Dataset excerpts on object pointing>

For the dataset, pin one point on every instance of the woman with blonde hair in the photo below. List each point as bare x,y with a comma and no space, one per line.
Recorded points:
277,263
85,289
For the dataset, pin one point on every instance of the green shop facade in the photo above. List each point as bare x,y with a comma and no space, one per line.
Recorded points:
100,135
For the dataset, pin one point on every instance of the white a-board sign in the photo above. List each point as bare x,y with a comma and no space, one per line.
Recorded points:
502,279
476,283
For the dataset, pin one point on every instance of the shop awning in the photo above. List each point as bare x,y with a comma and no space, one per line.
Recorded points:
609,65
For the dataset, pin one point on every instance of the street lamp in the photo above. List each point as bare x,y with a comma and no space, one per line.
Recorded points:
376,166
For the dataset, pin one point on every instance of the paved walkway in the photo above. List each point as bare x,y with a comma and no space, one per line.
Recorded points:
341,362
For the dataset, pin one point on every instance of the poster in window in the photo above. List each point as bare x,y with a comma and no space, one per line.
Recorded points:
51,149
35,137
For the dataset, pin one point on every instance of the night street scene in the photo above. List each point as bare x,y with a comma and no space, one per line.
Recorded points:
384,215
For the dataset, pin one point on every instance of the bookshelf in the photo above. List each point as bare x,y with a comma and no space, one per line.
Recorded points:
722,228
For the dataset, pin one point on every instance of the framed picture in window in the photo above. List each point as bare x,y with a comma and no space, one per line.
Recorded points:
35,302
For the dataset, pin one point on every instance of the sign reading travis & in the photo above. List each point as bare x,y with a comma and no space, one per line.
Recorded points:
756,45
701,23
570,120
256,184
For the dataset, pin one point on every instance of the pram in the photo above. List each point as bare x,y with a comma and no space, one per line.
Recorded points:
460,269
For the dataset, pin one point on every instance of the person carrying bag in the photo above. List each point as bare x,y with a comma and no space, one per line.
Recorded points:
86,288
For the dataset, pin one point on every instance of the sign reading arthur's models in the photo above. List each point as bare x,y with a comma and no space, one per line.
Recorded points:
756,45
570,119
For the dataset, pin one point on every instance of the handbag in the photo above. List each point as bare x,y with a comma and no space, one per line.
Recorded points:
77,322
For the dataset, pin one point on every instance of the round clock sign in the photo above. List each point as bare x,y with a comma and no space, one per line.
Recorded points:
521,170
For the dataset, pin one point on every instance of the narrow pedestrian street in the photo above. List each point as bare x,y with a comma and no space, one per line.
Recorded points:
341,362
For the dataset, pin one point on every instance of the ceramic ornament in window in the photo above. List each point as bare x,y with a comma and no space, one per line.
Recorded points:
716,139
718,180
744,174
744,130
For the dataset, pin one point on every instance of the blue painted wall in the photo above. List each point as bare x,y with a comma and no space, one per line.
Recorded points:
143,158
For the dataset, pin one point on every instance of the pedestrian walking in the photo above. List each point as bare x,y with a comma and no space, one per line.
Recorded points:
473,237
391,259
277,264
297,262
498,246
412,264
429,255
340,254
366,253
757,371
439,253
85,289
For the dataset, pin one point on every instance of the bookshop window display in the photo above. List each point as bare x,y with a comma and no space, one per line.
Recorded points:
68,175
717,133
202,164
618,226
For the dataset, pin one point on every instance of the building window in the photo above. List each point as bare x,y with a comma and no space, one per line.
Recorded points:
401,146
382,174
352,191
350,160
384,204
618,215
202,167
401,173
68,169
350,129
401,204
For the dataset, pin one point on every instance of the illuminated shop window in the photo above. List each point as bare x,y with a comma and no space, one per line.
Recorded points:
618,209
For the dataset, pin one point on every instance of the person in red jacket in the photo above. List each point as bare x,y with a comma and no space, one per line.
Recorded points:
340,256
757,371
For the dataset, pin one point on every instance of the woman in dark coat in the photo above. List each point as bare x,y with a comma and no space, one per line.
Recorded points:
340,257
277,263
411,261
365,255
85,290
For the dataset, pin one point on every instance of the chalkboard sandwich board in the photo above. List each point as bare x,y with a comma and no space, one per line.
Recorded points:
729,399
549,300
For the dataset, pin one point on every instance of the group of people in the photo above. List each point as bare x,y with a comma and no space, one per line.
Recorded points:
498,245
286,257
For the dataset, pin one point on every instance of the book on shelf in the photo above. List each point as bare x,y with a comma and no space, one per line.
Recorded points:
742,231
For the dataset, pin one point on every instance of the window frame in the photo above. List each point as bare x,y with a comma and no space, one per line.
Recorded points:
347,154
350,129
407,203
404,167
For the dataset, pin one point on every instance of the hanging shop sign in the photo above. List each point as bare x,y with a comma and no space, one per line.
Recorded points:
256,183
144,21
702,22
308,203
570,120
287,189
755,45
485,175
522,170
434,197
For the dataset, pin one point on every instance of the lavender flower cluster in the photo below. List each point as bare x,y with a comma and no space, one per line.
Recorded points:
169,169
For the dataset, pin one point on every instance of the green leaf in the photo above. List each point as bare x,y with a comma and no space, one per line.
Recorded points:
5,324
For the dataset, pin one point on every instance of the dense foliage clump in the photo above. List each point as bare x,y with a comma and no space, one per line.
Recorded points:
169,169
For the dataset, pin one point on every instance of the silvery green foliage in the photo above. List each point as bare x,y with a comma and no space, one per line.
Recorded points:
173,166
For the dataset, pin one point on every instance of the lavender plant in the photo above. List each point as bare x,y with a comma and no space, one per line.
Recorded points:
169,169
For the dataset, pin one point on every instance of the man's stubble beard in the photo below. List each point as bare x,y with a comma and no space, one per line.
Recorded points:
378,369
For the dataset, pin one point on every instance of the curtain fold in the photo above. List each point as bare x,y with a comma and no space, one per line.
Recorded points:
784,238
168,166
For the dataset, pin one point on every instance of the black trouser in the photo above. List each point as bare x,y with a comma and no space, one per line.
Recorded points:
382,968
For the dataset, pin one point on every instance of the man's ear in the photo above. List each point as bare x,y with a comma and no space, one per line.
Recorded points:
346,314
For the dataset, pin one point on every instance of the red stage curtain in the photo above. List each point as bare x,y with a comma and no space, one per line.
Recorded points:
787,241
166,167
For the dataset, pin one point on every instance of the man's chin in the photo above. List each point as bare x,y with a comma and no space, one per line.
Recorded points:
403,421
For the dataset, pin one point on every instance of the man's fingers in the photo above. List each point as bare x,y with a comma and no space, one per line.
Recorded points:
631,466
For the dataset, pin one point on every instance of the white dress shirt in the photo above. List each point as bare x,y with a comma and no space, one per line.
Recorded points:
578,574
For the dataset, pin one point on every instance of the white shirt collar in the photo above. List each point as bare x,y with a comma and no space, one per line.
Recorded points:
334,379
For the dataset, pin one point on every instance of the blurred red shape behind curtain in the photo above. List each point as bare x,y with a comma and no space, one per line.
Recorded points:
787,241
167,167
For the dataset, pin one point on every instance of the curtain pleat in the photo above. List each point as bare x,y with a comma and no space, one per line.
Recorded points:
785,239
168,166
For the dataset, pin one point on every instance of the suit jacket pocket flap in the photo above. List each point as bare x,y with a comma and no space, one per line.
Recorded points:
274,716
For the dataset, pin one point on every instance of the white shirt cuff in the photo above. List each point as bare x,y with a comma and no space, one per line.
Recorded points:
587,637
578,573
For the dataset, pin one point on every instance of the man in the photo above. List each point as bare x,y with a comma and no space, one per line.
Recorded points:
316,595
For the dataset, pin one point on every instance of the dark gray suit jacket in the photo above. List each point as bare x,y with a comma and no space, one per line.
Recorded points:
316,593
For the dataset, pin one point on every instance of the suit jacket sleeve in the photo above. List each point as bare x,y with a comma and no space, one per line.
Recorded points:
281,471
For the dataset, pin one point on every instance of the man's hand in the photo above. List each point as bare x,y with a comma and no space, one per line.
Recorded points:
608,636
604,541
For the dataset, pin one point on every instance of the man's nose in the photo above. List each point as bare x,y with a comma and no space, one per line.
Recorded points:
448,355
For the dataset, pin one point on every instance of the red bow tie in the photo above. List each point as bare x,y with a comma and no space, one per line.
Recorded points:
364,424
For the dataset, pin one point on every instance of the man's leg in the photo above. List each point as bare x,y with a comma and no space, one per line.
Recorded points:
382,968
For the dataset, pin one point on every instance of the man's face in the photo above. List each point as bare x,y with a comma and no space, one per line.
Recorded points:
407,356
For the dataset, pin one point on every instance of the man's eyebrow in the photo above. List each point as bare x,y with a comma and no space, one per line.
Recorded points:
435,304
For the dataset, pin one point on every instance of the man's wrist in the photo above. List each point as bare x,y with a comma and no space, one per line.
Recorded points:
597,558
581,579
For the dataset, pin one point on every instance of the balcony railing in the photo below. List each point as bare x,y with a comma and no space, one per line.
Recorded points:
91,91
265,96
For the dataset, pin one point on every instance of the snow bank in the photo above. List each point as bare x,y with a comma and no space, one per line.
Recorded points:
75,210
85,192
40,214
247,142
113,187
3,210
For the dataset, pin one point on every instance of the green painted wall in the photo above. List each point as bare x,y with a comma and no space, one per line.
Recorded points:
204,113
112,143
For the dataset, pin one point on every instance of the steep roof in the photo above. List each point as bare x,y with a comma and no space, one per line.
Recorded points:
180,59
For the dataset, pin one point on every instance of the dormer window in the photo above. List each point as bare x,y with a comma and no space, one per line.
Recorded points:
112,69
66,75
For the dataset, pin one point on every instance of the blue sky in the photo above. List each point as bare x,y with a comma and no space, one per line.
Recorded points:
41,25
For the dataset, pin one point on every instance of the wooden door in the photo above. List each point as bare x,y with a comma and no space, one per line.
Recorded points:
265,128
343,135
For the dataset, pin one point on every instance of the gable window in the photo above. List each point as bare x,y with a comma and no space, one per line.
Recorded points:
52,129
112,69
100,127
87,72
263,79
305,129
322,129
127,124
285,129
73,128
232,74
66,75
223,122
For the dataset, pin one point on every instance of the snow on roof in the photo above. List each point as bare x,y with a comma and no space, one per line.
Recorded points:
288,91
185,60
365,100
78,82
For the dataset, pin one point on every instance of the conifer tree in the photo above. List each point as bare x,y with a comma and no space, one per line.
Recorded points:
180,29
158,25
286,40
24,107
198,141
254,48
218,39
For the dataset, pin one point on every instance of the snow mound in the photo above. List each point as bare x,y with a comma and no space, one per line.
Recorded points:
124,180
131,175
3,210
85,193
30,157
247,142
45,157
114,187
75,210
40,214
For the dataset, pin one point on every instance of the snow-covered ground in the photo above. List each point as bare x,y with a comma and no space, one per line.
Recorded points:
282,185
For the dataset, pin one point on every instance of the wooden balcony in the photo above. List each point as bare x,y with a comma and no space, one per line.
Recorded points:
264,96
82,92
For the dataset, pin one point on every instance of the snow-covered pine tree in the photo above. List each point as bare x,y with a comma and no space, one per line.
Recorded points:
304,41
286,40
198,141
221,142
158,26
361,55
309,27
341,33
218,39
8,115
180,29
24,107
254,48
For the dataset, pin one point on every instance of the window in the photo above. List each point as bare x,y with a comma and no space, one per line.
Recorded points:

Task objective> Starting with the line that contains "the snow-covered pine", print each line through the last one in the listing. Include both end lines and add nothing.

Answer below>
For the dataset, pin one point on every instance of the snow-covered pine tree in the photo above. List each point as bare x,y with a comma and no space, one per line.
Recorded points:
304,41
286,40
198,141
221,142
158,26
361,55
309,27
341,33
218,39
8,115
180,29
24,107
254,48
For the dataset, pin one point on every instance of the window in the photo above. List each point as bare x,y with a comma and no space, one per line.
Recorded points:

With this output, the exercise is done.